1. Getting closer…
Despite the recent publicity about Bill Clinton, the impact made on him by Carroll Quigley, and the Rhodes Scholars’ network (see Lobster 27 p. 19, for examples), the academic world remains almost wholly unaware of Quigley’s work. In their essay ‘The Limits of Influence: foreign policy think tanks in Britain and the USA’ in Review of International Studies (1994) 20, pp. 15-35, Richard Higgott and Diane Stone actually do discuss the Round Table. It was ‘something of a forerunner to the modern think tank’, they say. ‘Membership was restricted to ensure secrecy. Affairs were thrashed out in private and lobbying was confined to people of recognised influence.’ However, they conclude that, ‘From the 1920s, the Round Table ceased to be of much relevance as some members developed international interests wider than imperial matters…’
2. How did Ernest Bevin become British Foreign Secretary in 1945?
The thing about Bevin which always rang alarm bells with me was the universal praise he has received from the British foreign policy establishment. If they thought he was so good, I always assumed in my simple-minded fashion, he must have been doing what they wanted. Other people on the Left have thought this but, as far as I know, John Saville is the first person to actually look at the details. His ‘Ernest Bevin, Foreign Secretary’ is a chapter in his recent book The Politics of Continuity (Verso, London, 1993), and the evidence is there to confirm the suspicion that Bevin was the captive of the Foreign Office.
#####
▸ **EXERCISE SET**:
[1] Please quote from the article above the part that opens with the words containing "The thing about" and closes with "the Foreign Office.".
[2] In the article above, which book contains John Saville's chapter "Ernest Bevin, Foreign Secretary"?
#####
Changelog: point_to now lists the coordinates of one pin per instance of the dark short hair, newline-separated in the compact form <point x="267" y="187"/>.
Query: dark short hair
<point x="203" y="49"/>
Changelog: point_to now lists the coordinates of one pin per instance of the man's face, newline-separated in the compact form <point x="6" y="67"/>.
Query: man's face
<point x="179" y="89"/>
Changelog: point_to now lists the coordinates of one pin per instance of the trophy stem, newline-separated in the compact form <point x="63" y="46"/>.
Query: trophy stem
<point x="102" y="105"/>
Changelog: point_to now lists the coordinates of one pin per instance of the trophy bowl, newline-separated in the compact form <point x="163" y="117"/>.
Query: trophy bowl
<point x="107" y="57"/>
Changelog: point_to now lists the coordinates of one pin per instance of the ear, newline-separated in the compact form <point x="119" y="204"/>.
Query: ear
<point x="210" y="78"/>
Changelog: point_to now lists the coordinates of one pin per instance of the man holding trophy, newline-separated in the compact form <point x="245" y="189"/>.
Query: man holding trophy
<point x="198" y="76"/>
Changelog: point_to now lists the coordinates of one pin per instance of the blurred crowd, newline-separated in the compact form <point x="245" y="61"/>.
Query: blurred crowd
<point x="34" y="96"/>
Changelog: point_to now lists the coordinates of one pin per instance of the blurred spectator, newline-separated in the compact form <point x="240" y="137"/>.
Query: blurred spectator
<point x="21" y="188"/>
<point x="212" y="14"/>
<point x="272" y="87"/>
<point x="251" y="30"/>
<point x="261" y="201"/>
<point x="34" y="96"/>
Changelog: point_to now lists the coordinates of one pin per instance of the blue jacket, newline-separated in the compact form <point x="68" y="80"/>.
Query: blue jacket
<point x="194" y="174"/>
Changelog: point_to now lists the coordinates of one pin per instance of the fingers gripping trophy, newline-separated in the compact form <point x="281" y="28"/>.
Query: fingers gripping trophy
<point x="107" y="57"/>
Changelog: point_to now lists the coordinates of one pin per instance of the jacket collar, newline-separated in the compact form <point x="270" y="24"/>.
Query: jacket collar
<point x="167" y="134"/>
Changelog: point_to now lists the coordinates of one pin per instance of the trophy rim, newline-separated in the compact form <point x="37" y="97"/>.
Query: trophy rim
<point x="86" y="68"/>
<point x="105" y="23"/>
#####
▸ **SOLUTIONS TO THE TASKS**:
[1]
The thing about Bevin which always rang alarm bells with me was the universal praise he has received from the British foreign policy establishment. If they thought he was so good, I always assumed in my simple-minded fashion, he must have been doing what they wanted. Other people on the Left have thought this but, as far as I know, John Saville is the first person to actually look at the details. His ‘Ernest Bevin, Foreign Secretary’ is a chapter in his recent book The Politics of Continuity (Verso, London, 1993), and the evidence is there to confirm the suspicion that Bevin was the captive of the Foreign Office.

[2] The Politics of Continuity (Verso, London, 1993)